(Set problem): Starting with the line that contains "of the table" and continuing through the last line of the listing, set out those lines as a numbered list, leaving out any blank lines.

(Excerpted data):
'''

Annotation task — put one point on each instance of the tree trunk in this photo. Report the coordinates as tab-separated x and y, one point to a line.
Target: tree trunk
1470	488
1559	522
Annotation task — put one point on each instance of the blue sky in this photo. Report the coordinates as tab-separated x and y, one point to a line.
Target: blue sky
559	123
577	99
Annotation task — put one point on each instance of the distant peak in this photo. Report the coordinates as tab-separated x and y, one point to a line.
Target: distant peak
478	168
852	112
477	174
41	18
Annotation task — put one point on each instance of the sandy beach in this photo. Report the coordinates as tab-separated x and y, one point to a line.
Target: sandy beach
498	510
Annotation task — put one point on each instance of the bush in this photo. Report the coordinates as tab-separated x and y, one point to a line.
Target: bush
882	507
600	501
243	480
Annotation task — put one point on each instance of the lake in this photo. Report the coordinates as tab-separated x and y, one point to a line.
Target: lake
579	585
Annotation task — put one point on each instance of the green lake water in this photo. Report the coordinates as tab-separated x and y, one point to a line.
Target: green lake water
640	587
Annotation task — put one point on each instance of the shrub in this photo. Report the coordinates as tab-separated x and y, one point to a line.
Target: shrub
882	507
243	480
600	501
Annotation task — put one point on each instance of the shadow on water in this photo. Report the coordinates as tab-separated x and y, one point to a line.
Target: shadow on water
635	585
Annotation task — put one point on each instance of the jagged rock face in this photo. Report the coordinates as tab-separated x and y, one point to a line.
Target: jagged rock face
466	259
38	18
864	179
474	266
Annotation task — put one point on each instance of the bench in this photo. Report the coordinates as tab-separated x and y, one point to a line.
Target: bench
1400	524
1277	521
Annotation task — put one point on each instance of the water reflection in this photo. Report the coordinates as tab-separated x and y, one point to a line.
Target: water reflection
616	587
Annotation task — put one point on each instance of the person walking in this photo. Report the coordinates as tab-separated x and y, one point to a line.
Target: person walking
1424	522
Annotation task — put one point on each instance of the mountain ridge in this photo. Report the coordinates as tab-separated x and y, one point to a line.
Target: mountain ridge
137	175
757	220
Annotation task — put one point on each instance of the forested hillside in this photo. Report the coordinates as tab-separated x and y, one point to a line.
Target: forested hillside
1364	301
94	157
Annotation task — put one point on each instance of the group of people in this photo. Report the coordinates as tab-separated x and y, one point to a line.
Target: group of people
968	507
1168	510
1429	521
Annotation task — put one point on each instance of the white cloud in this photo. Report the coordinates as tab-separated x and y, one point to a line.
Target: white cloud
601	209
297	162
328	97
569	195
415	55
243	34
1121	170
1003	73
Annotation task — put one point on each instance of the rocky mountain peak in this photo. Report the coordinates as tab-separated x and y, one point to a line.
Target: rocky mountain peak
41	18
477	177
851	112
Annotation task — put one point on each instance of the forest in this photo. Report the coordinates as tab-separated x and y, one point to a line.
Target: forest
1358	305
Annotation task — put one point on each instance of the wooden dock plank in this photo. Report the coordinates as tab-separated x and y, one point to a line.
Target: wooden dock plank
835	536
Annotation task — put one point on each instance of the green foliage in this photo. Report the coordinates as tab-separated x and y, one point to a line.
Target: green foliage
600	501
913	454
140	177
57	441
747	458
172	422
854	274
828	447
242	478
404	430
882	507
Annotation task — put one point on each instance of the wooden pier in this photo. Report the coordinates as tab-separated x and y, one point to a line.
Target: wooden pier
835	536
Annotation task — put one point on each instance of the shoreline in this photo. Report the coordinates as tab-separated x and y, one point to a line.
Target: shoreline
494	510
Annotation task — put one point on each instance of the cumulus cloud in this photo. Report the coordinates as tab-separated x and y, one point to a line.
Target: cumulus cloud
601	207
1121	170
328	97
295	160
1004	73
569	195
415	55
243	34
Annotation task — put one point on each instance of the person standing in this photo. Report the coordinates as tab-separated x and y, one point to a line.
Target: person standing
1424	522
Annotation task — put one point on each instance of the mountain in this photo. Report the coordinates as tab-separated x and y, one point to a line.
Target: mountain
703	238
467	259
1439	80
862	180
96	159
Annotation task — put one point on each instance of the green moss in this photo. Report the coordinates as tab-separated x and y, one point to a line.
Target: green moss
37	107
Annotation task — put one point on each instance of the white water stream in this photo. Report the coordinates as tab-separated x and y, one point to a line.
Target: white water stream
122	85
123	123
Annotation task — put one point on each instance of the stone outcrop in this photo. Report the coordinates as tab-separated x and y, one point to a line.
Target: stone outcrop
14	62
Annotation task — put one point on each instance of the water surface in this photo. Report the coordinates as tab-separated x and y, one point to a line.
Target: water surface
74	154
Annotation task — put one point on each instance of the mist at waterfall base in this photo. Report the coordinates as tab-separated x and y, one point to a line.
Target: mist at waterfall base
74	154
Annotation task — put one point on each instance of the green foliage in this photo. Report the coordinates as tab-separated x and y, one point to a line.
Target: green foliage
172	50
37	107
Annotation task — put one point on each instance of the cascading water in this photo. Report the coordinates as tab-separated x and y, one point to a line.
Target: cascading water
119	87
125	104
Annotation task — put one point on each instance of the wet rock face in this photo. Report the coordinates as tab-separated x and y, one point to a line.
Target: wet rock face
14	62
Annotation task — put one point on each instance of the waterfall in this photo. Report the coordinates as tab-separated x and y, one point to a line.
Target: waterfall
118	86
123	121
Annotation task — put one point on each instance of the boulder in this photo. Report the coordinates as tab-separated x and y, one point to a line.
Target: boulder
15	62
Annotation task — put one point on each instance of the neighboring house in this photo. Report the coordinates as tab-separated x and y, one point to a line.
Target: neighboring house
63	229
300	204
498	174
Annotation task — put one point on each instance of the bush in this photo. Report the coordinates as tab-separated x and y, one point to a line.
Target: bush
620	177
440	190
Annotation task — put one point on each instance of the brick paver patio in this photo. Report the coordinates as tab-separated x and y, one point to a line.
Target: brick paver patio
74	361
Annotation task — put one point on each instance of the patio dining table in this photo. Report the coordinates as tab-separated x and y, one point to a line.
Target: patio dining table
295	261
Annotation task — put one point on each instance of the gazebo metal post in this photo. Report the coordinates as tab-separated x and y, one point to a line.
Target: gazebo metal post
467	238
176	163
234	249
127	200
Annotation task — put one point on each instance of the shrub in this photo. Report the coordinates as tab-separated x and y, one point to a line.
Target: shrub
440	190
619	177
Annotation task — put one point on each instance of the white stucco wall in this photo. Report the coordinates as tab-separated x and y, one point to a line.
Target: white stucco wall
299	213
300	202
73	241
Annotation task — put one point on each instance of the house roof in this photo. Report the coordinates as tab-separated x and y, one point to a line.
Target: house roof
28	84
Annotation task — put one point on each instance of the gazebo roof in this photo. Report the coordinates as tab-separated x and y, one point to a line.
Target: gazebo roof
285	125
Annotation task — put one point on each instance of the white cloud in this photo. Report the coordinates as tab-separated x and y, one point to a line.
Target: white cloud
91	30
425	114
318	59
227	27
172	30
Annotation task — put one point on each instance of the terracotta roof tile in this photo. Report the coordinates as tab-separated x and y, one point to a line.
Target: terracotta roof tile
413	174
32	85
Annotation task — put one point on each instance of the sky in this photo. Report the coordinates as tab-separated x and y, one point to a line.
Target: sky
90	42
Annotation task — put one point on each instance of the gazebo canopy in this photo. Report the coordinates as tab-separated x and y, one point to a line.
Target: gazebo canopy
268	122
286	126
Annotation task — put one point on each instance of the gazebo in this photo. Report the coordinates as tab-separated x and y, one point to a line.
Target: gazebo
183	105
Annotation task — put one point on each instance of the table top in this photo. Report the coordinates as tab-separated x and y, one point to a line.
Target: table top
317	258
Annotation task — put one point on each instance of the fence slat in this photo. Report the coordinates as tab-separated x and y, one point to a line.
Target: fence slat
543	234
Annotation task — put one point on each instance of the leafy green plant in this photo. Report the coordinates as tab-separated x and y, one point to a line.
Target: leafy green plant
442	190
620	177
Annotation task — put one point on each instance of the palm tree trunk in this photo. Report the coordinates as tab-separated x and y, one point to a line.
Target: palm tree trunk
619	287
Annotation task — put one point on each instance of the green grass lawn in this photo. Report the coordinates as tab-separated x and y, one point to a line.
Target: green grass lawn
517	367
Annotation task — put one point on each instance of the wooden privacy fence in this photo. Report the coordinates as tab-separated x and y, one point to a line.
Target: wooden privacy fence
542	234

'''

(Final result):
1. Annotation task — put one point on each instance of the table top in this photo. Report the coordinates as tab-separated x and y, one point to a line.
2. Target: table top
3. 317	258
4. Annotation task — put one point on each instance of the fence slat in this photo. Report the coordinates as tab-separated x and y, one point to a line.
5. Target: fence slat
6. 543	234
7. Annotation task — put one point on each instance of the leafy green plant in this photo. Report the coordinates as tab-separated x and y, one point to a line.
8. Target: leafy green plant
9. 442	190
10. 620	177
11. Annotation task — put one point on each instance of the palm tree trunk in this photo. Report the coordinates as tab-separated x and y, one point to a line.
12. Target: palm tree trunk
13. 619	287
14. Annotation task — put one point on each instance of the green grass lawn in this photo. Report the coordinates as tab-separated x and y, one point to a line.
15. Target: green grass lawn
16. 517	367
17. Annotation task — put one point on each instance of the wooden privacy fence in this photo. Report the coordinates as tab-separated x and y, one point to a line.
18. Target: wooden privacy fence
19. 542	234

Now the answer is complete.